Rewrite all of the records below as a numbered list, one line per item, with blank lines omitted.

Start of Dataset records

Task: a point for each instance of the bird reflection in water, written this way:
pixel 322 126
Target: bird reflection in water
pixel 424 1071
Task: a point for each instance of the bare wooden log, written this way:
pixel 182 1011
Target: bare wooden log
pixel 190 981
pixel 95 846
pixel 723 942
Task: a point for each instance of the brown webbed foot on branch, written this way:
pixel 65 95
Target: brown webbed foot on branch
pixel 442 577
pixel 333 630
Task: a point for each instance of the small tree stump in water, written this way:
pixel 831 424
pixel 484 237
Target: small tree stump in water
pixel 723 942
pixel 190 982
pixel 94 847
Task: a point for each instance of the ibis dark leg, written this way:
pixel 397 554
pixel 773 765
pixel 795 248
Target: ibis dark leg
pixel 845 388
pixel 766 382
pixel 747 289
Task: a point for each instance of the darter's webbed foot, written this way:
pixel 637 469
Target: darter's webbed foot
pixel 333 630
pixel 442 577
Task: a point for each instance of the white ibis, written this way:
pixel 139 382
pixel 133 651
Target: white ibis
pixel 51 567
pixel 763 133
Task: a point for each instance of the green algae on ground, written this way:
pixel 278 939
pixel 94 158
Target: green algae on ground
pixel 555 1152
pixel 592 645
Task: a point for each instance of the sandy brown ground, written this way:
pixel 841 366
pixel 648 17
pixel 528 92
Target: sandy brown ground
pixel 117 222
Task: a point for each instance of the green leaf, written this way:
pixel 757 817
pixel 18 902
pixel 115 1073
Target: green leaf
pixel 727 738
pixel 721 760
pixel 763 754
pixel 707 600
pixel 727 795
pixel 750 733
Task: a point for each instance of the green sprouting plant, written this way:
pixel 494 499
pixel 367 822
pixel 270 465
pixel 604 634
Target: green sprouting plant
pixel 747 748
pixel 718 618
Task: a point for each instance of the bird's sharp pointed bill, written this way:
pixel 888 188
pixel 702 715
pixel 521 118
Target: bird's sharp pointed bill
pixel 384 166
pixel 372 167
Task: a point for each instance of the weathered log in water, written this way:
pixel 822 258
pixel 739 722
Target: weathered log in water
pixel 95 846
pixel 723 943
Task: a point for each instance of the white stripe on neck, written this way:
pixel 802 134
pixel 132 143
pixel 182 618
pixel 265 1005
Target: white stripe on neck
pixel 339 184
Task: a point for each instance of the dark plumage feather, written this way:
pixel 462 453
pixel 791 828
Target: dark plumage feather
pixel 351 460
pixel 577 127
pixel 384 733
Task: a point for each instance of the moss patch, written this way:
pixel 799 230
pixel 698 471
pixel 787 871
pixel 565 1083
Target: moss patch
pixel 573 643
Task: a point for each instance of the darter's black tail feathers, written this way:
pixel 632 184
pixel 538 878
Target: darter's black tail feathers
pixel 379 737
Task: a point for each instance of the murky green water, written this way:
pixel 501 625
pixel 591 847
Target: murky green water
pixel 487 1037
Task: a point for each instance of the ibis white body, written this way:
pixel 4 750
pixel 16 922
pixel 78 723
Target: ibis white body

End of Dataset records

• _The reply_
1. Task: a point for each instance of the bird reflection in water, written this way:
2. pixel 322 126
3. Target: bird reflection in water
4. pixel 424 1071
5. Task: a point for each instance of the bare wooden log, written this way:
6. pixel 182 1011
7. Target: bare wooden log
8. pixel 190 981
9. pixel 95 846
10. pixel 723 942
11. Task: a point for each instance of the brown webbed foot on branch, written this way:
12. pixel 65 95
13. Target: brown webbed foot on branch
14. pixel 442 577
15. pixel 333 630
16. Task: a point for each instance of the small tree stump in water, written this way:
17. pixel 831 424
18. pixel 484 237
19. Target: small tree stump in water
20. pixel 723 942
21. pixel 190 982
22. pixel 94 847
23. Task: a point for each instance of the ibis dark leg, written this way:
24. pixel 397 554
25. pixel 773 765
26. pixel 795 248
27. Target: ibis dark leg
28. pixel 845 388
29. pixel 766 382
30. pixel 747 289
31. Task: a point for each instance of the darter's webbed foot, written this way:
32. pixel 637 469
33. Target: darter's webbed foot
34. pixel 333 630
35. pixel 442 577
36. Task: a point for each instance of the white ibis, written this way:
37. pixel 139 382
38. pixel 133 651
39. Target: white ibis
40. pixel 51 567
41. pixel 763 133
42. Task: a point for each instance of the green algae on ground, written this way:
43. pixel 278 939
44. pixel 94 158
45. Target: green algae on ground
46. pixel 555 1152
47. pixel 592 645
48. Task: a point for each instance of the sandy brown ground, written this way:
49. pixel 841 366
50. pixel 648 17
51. pixel 528 92
52. Target: sandy brown ground
53. pixel 117 222
54. Task: a point for each instance of the green leaf, written this way:
55. pixel 757 817
56. pixel 18 902
57. pixel 115 1073
58. Target: green leaf
59. pixel 727 738
60. pixel 721 760
61. pixel 763 754
62. pixel 707 600
63. pixel 727 795
64. pixel 750 733
65. Task: a point for each instance of the green sprouting plant, written this way:
66. pixel 494 499
67. pixel 367 822
68. pixel 270 465
69. pixel 604 634
70. Target: green sprouting plant
71. pixel 747 748
72. pixel 718 618
73. Task: a point for each instance of the bird's sharp pointed bill, written this way:
74. pixel 888 188
75. pixel 702 715
76. pixel 521 118
77. Target: bird's sharp pointed bill
78. pixel 384 166
79. pixel 372 167
80. Task: a point for each instance of the weathered log in water, written this way:
81. pixel 822 258
82. pixel 739 722
83. Target: weathered log in water
84. pixel 95 846
85. pixel 723 943
86. Task: a point for each instance of the white stripe on neck, written this way:
87. pixel 802 134
88. pixel 132 143
89. pixel 182 618
90. pixel 265 1005
91. Target: white stripe on neck
92. pixel 339 184
93. Task: a point for each instance of the dark plumage feather, written this way:
94. pixel 462 453
95. pixel 791 828
96. Target: dark plumage feather
97. pixel 351 460
98. pixel 577 127
99. pixel 384 733
100. Task: a point for each instance of the moss patch, written this way:
101. pixel 799 230
102. pixel 698 471
103. pixel 787 871
104. pixel 565 1083
105. Target: moss patch
106. pixel 573 643
107. Task: a point for each instance of the darter's black tail feathers, written this way:
108. pixel 632 184
109. pixel 538 878
110. Target: darter's black tail feathers
111. pixel 379 737
112. Task: a point for each instance of the murky green water, written this way:
113. pixel 501 625
114. pixel 591 847
115. Target: murky green water
116. pixel 487 1037
117. Task: a point for each instance of the ibis white body, written this way:
118. pixel 4 750
119. pixel 16 922
120. pixel 78 723
121. Target: ibis white body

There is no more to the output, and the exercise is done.